Do you know much about the "colorization based on IntelliSense" they mentioned here?
I'm interested if its going to be a full-on replacement of the textmate syntax, and if so, when the next release is planned for.
Basically, color the same way the tree-sitter extensions do (by using text decorations), but the scopes come from their own internal language server.
Hey just wanted to let you know I'll work on this tomorrow, get the Assembly merged in (which is awesome btw 👍), work on #235, and then see if I can help out with the C style casting. After that I'll be doing the scope cleanup.
Well I didn't actually get to fix up the context scopes much. I spent most of today on the optimizations to the groups and the changing of the backtracking/quantifier code. Your tests are a real lifesaver, there is no way I could've changed the library like that without them.
std_space
should work really well now, it took me awhile to get it working smoothly. There was an edge case that needed it to work between non-word and non-word e.g. the space between >;
. I think this is the general behavior that is desired.
********
To do:
1 - In the forum thread on syntax colorization, rename "tree-sitter extensions" to "semantic highlighters" while reproducing the passage starting with "I'm interested if" and going on through "internal language server.".
2 - According to the forum thread on syntax colorization, what did the writer spend most of the day on instead of fixing the context scopes?
********
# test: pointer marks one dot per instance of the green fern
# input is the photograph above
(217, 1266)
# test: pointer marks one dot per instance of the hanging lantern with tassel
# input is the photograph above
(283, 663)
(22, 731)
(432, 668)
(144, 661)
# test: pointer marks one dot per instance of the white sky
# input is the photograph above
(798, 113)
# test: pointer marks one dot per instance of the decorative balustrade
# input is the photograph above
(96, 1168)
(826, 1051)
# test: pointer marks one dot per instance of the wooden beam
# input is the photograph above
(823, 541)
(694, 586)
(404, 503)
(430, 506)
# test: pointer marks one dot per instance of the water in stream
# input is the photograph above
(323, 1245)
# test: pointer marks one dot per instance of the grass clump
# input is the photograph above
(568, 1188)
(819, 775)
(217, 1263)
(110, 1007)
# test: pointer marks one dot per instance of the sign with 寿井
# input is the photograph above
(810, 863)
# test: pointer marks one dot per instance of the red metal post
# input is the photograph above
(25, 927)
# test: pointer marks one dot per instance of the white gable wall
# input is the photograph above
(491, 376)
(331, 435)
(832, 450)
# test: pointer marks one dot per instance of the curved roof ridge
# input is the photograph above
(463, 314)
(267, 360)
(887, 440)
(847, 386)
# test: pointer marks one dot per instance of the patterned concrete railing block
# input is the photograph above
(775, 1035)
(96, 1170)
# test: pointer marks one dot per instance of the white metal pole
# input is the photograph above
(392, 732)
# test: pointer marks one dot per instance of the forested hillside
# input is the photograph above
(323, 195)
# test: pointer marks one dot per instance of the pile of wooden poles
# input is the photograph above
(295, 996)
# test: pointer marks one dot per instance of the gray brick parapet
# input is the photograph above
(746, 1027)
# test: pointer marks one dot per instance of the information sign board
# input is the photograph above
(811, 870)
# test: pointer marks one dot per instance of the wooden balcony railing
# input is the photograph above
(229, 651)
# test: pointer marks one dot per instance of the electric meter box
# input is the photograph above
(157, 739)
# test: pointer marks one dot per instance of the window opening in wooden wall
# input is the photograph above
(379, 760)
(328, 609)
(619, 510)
********
Answers to each task:
1 -
I'm interested if its going to be a full-on replacement of the textmate syntax, and if so, when the next release is planned for.
Basically, color the same way the semantic highlighters do (by using text decorations), but the scopes come from their own internal language server.

2 - The optimizations to the groups and the changing of the backtracking/quantifier code.